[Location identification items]
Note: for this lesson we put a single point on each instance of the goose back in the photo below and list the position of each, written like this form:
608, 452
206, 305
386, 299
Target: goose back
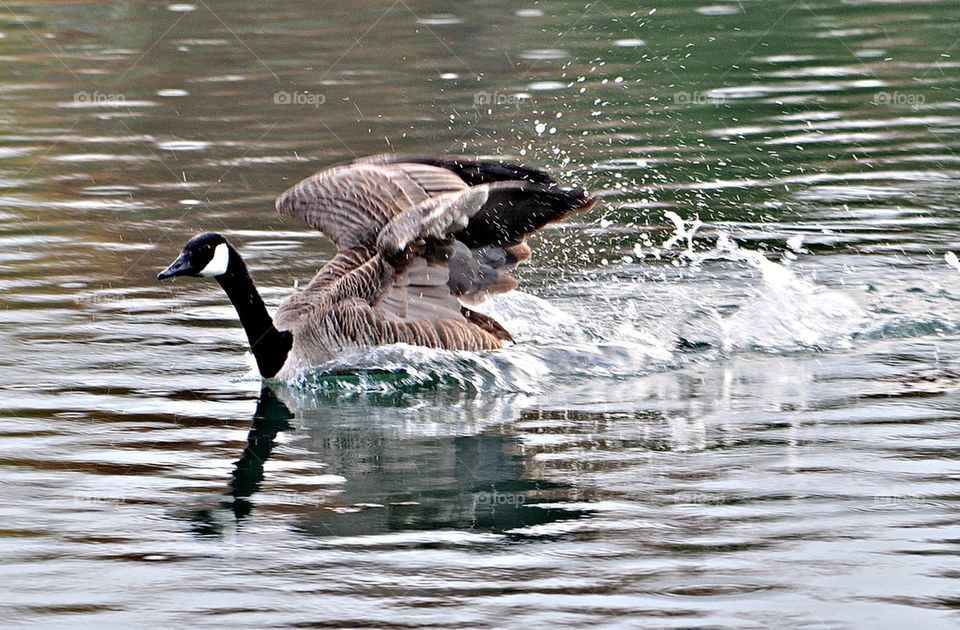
418, 238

### SHORT PROBLEM
Transcribe all the rows above verbatim, omitting the pictures.

### FINISHED TASK
Note: for this lesson we put a single point on each instance of the goose back in the photo below and list the position of each, written like this form:
608, 452
206, 305
386, 299
Target: goose back
418, 238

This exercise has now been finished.